◆ Collected data entries ◆
◇ ◇ ◇

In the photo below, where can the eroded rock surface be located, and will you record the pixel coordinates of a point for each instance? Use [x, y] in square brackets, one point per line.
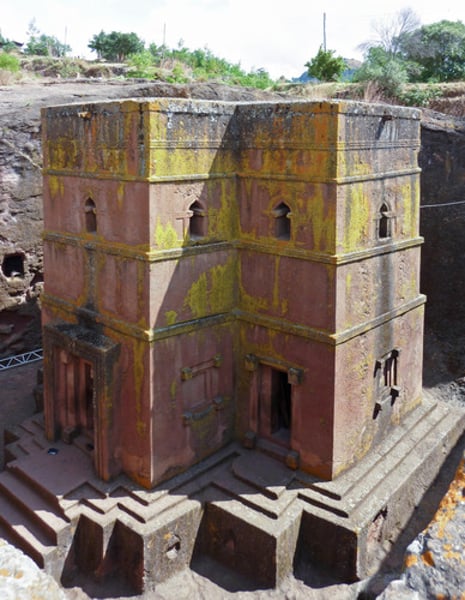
[21, 579]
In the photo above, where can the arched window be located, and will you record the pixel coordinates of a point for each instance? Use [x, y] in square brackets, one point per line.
[91, 216]
[282, 228]
[384, 222]
[197, 221]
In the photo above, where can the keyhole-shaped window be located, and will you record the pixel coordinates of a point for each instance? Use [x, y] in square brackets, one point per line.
[197, 221]
[385, 222]
[91, 216]
[282, 227]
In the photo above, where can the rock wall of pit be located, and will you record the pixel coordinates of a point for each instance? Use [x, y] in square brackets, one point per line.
[21, 258]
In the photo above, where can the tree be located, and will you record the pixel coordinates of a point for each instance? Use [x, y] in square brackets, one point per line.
[437, 49]
[44, 45]
[116, 46]
[325, 66]
[388, 72]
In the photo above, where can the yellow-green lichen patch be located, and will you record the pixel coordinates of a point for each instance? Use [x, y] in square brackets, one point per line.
[213, 291]
[171, 317]
[357, 219]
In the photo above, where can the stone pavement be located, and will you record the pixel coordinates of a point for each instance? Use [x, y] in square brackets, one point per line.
[16, 398]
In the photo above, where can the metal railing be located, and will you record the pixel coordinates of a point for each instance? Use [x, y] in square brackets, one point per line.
[21, 359]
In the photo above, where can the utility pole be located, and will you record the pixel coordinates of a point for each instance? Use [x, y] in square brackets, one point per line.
[324, 32]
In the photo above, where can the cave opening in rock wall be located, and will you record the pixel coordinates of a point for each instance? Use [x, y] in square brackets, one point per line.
[13, 265]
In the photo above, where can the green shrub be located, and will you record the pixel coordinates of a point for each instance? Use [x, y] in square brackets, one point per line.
[419, 96]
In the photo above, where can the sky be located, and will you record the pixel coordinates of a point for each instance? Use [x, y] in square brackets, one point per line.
[277, 36]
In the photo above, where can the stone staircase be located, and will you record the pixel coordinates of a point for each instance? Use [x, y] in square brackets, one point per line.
[55, 509]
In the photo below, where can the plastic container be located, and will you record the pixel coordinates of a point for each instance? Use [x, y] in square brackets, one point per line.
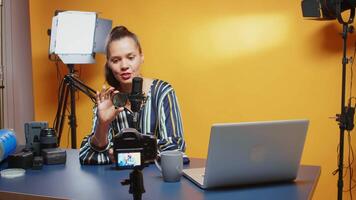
[7, 143]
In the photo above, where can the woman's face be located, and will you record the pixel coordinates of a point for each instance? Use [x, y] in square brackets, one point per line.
[125, 60]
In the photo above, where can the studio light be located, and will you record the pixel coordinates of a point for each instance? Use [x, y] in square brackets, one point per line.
[326, 9]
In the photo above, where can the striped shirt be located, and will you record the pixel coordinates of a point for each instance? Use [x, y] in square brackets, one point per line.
[159, 116]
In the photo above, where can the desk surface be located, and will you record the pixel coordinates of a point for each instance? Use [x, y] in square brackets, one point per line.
[74, 181]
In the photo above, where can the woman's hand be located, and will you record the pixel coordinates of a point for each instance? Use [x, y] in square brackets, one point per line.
[106, 109]
[106, 114]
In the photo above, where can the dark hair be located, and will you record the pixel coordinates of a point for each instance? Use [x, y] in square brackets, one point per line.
[117, 33]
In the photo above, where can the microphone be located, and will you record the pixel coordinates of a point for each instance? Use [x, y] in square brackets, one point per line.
[136, 95]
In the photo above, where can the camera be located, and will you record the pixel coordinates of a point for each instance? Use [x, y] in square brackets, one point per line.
[133, 149]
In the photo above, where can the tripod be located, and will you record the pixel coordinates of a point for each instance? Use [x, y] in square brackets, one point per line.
[68, 86]
[346, 117]
[136, 183]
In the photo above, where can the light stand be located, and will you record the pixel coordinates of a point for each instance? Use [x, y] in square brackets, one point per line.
[69, 85]
[75, 38]
[345, 119]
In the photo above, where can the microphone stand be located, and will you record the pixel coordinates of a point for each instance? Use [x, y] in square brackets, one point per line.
[137, 187]
[68, 86]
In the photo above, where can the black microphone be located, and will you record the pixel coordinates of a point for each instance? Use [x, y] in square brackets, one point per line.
[136, 95]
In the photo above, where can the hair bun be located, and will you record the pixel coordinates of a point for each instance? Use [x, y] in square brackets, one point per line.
[119, 29]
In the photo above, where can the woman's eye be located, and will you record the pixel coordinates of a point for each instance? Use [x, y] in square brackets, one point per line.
[115, 60]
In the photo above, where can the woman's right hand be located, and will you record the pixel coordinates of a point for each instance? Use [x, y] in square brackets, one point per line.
[106, 109]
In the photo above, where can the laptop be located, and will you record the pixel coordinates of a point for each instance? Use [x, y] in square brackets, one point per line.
[251, 153]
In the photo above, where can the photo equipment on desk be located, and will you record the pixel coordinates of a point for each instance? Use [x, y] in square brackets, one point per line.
[132, 149]
[75, 37]
[330, 10]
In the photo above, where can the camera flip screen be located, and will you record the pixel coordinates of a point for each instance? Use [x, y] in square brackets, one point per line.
[127, 160]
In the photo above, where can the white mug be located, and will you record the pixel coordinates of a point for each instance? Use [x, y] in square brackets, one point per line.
[171, 165]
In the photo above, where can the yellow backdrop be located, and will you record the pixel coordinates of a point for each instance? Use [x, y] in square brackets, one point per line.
[228, 60]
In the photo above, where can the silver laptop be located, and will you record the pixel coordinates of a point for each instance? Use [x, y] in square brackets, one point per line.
[251, 153]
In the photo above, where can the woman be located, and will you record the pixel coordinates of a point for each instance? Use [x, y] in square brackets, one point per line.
[159, 115]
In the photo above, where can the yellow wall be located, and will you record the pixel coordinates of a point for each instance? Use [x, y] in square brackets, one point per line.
[228, 60]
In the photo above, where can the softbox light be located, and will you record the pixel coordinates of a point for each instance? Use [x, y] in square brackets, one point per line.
[76, 36]
[325, 9]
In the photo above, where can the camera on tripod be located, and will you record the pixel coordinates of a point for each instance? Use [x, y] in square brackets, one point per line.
[133, 149]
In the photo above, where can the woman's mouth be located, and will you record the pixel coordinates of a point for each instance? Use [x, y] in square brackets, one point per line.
[126, 76]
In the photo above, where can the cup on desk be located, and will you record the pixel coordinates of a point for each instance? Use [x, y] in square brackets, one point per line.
[171, 165]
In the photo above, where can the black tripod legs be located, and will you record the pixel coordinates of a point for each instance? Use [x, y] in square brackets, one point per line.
[136, 184]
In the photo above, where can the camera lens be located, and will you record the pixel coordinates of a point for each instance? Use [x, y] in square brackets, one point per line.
[48, 138]
[119, 99]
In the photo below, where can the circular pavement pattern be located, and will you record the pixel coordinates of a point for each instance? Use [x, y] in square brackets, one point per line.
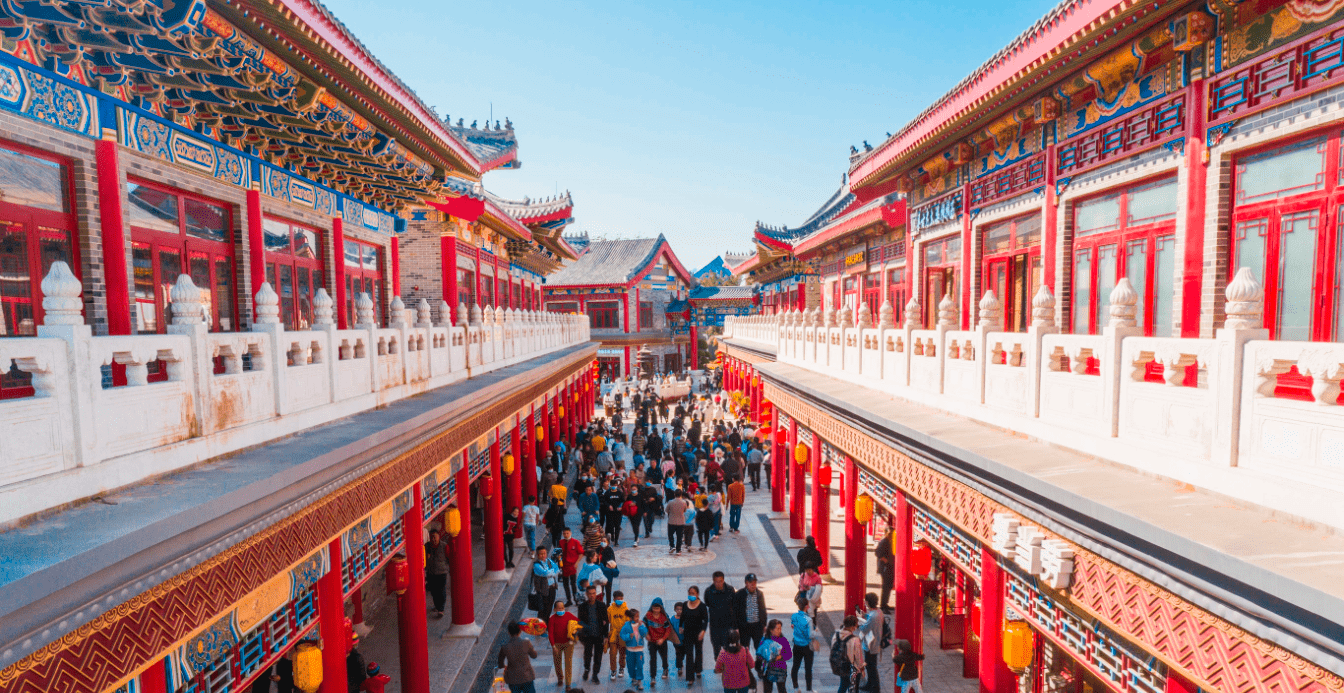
[656, 556]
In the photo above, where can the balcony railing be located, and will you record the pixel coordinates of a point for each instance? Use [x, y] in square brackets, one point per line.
[192, 395]
[1238, 414]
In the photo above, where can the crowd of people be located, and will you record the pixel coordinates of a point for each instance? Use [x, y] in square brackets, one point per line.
[687, 462]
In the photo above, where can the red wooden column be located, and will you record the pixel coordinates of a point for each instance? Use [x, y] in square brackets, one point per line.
[448, 271]
[410, 606]
[820, 508]
[339, 269]
[1192, 265]
[796, 511]
[331, 622]
[256, 243]
[460, 559]
[514, 482]
[855, 541]
[495, 517]
[113, 237]
[528, 459]
[995, 676]
[778, 462]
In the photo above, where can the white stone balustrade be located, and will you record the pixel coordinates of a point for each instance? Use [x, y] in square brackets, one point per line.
[1238, 414]
[171, 400]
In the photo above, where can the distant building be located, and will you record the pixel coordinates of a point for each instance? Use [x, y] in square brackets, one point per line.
[625, 288]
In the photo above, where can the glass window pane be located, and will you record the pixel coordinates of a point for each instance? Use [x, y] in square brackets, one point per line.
[225, 293]
[1164, 288]
[1097, 215]
[1296, 265]
[305, 242]
[1136, 269]
[152, 208]
[1152, 203]
[199, 266]
[1106, 257]
[276, 235]
[32, 181]
[1249, 247]
[1082, 290]
[15, 282]
[206, 220]
[1280, 172]
[147, 312]
[170, 266]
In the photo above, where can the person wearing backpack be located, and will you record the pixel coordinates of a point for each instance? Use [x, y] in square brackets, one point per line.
[907, 668]
[847, 654]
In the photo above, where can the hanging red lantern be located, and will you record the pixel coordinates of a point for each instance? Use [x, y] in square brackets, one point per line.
[398, 575]
[921, 559]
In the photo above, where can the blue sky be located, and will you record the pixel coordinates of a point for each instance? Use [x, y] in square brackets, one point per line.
[692, 120]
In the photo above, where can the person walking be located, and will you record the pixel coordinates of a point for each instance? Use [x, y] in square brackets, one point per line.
[850, 657]
[907, 662]
[561, 629]
[776, 652]
[544, 575]
[718, 598]
[436, 571]
[635, 637]
[516, 661]
[659, 623]
[803, 652]
[750, 613]
[569, 555]
[616, 618]
[531, 513]
[737, 497]
[593, 633]
[695, 618]
[734, 664]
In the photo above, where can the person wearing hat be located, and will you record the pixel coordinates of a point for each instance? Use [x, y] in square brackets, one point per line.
[376, 681]
[750, 613]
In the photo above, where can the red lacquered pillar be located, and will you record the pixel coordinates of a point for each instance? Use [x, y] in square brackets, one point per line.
[495, 517]
[113, 237]
[820, 506]
[777, 464]
[995, 676]
[855, 541]
[460, 558]
[530, 457]
[797, 515]
[410, 607]
[331, 622]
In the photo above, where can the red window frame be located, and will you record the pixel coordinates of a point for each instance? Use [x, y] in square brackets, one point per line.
[210, 263]
[1274, 216]
[363, 274]
[604, 314]
[941, 274]
[1014, 269]
[286, 269]
[27, 227]
[1128, 238]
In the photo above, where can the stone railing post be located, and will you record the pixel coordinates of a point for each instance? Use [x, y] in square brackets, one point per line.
[268, 320]
[1042, 324]
[77, 384]
[991, 320]
[1245, 310]
[1124, 305]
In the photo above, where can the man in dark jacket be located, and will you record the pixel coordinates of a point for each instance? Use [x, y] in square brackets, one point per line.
[718, 596]
[593, 631]
[749, 610]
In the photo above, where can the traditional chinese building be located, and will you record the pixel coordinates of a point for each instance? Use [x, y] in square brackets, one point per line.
[1101, 427]
[233, 352]
[625, 288]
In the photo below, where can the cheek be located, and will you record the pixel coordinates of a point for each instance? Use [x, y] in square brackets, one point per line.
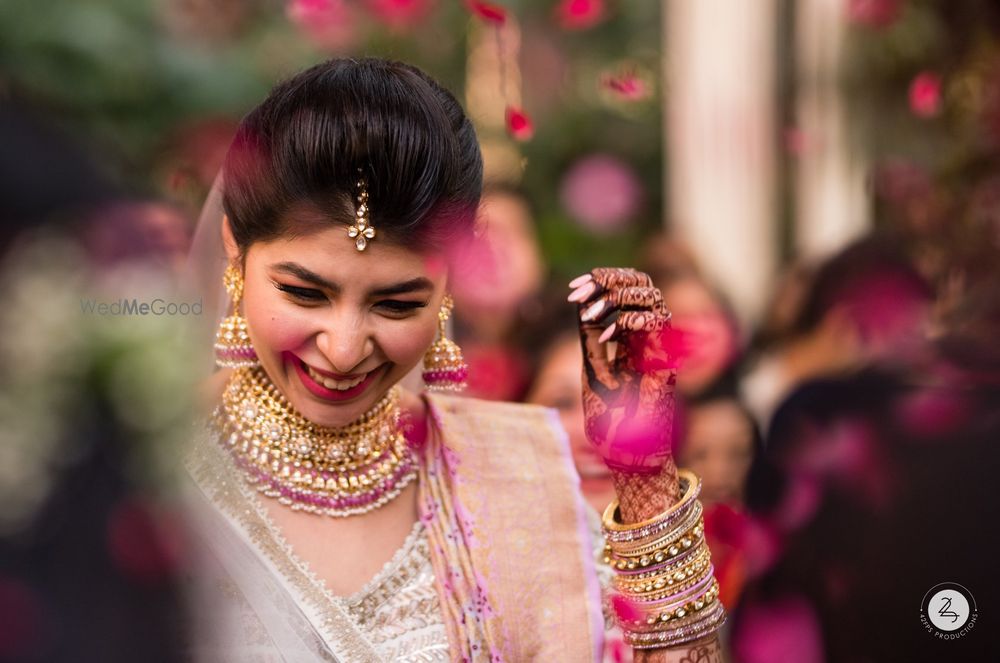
[404, 342]
[275, 328]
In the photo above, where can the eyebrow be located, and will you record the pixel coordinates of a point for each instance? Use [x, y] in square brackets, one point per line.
[297, 270]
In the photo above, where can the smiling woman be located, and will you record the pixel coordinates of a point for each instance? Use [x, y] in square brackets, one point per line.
[342, 516]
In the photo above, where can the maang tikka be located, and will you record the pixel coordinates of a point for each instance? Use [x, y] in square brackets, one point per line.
[444, 367]
[233, 348]
[361, 232]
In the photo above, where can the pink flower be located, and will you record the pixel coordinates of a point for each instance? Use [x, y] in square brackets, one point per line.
[488, 12]
[877, 14]
[579, 14]
[626, 86]
[329, 23]
[399, 13]
[781, 630]
[925, 94]
[519, 125]
[601, 192]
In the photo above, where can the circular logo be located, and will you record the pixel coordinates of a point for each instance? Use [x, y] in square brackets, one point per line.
[948, 611]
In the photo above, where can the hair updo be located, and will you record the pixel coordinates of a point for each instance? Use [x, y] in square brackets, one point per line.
[294, 163]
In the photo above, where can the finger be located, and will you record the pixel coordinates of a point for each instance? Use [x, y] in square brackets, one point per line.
[595, 311]
[611, 278]
[583, 293]
[641, 321]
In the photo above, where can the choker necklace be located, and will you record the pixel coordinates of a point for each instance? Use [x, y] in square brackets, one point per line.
[331, 471]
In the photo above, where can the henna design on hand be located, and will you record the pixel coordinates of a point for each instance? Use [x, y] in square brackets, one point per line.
[628, 397]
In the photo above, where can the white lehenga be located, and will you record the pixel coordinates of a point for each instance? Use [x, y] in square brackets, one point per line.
[257, 601]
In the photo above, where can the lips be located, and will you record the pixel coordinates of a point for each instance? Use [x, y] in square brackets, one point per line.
[333, 387]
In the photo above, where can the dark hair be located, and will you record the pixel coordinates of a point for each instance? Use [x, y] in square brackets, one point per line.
[850, 277]
[300, 152]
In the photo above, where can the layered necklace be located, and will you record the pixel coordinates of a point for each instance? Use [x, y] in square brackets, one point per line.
[331, 471]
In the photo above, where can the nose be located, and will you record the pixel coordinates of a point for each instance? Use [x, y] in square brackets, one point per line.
[346, 341]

◇ ◇ ◇

◆ EXERCISE PROMPT ◆
Emit verbatim the lines running from the one with "In the photo above, where can the henna" through the last line of the data, both endpoints inclusive.

◆ OUTPUT ◆
In the photo above, where can the henna design on hand be located, and will you record the pixel coordinates of a point for each instance? Use [x, y] in square brackets, one point per line.
[628, 397]
In the photo above, where can the white lehenga be located, and will you record the pixel coordinates of a point for each instance? Use [x, y] in square brackets, one point per line.
[257, 601]
In the photo above, where can the lips be located, and will you record the pixel coordinates of a point for each instance? Use [x, y] in square brackets, one point per line.
[333, 387]
In the photo above, where can the dark hair be located, and will you record the pixel coordinates of a point for each instance? Use [x, y] in square brackets, one point per line.
[850, 277]
[300, 152]
In the photo above, where can the layered necklace be located, and will you record the pixel coordinates of a point for each instance? Use [x, y] in square brackets, one point per line.
[331, 471]
In the photo above, where can the nose be located, and will you record the pixel coordinates of a point for each instance? Use [x, y] in square brackets, one point per line.
[346, 341]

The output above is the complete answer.